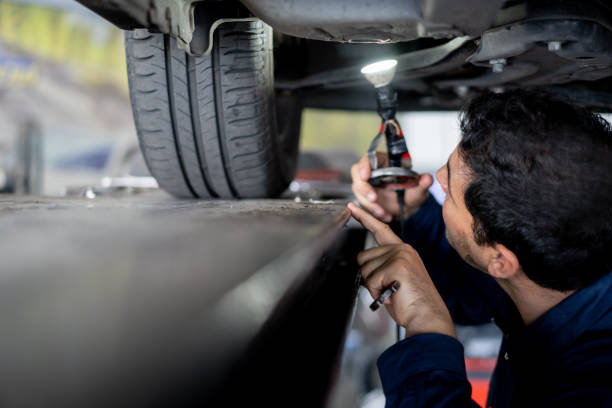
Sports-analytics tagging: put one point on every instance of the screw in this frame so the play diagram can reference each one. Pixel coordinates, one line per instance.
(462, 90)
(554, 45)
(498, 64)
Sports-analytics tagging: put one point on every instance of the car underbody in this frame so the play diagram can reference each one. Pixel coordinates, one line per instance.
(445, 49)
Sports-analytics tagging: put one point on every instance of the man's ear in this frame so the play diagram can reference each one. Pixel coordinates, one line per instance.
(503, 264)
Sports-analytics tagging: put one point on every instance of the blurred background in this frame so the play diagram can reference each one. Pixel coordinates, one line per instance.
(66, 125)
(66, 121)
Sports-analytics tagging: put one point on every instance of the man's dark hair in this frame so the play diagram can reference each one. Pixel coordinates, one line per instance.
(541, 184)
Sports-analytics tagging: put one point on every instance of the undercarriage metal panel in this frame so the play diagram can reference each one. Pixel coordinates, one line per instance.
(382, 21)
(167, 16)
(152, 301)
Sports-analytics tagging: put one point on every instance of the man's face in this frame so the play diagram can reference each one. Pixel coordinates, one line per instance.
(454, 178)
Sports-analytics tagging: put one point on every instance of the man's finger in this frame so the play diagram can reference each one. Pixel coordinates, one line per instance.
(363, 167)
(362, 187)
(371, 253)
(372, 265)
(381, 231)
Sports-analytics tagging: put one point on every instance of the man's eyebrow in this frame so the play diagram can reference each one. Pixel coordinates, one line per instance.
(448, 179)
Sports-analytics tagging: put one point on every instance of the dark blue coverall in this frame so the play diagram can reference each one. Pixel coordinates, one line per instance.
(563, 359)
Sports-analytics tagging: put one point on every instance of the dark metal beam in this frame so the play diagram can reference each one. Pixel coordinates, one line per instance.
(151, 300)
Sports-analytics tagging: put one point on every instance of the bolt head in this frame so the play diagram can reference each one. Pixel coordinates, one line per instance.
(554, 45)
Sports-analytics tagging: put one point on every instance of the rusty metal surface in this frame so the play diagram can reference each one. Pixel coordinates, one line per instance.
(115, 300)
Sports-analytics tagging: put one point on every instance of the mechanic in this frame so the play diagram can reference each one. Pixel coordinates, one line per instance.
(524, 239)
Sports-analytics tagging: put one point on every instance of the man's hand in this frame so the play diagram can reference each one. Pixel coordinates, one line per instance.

- THE PROBLEM:
Print the records above verbatim, minus any pictures.

- RESULT:
Sports-analytics tagging: put one point on every instance of the screw in this frame so the play diagram can reference each one. Pixel coordinates, one line per instance.
(462, 90)
(554, 45)
(498, 64)
Sports-analytics tagging: put one point on every instance of the car underbody in this frame so the play diagram can reference each one. Pixel coordinates, one line per instance.
(445, 49)
Sports-analytics tagging: put one point on every instance of the man's ear in this frame so the play diagram can reference each one. Pixel coordinates, one line per instance.
(503, 264)
Sports-analytics tagging: put one point on every instance of the blurred background in this frame so the play diagram can reference each one. Pixel coordinates, one line per instance.
(66, 125)
(66, 121)
Sports-analytics tagging: put one point on every instance of the man's dark hair in this frame so the play diagram can reference each one. Pixel coordinates, one line per instance.
(541, 184)
Sports-analytics tagging: put one point on every instance of the undercarriage metal panel in this frame so the play diagram can reference each one. Pixel coordinates, one line per instance.
(382, 21)
(167, 16)
(152, 301)
Sports-analytics tagging: put one point on every instance of the man's face in this frame so the play diagram can reference each one. Pixel coordinates, one line per instance.
(454, 178)
Sports-analytics tagging: put one point on every instance of the man's finger in this frame so the play diagram can reference each one. Pixel coordinates, one line per instance.
(363, 167)
(362, 187)
(371, 253)
(372, 265)
(381, 231)
Sports-analytics tagging: put one point on every instance of the man's eyebrow in this frame so the play diagram can reference each one. Pixel coordinates, one line per instance.
(448, 179)
Sports-analytics tagging: put one point on every instance of the dark blue coverall in this frame so the play diagram can reference each one. Pixel coordinates, one line per instance.
(563, 359)
Sports-analytics tagging: put one point on every instance of the dark metal beam in this frame so the play diagram can reference each one. Pixel coordinates, one line per instance.
(151, 300)
Sports-analytics tagging: put one point on every instance of the bolt head in this frame so the play diagram can reference each one. Pixel coordinates, one line per instance.
(554, 45)
Sports-analytics tagging: put one point on every instance of the rusty metal surface in this frame so the play diagram can reference each one. Pixel coordinates, one line per instance.
(115, 300)
Sports-analytics tagging: put one point on every instance of the mechanic in this frame so the play diagram can reference each one. Pixel coordinates, one line per instance.
(524, 239)
Sports-analytics tagging: put one point on every instance of the man's hand in this frame so the play diagram can reference each one. Pixel coordinates, one line per instance.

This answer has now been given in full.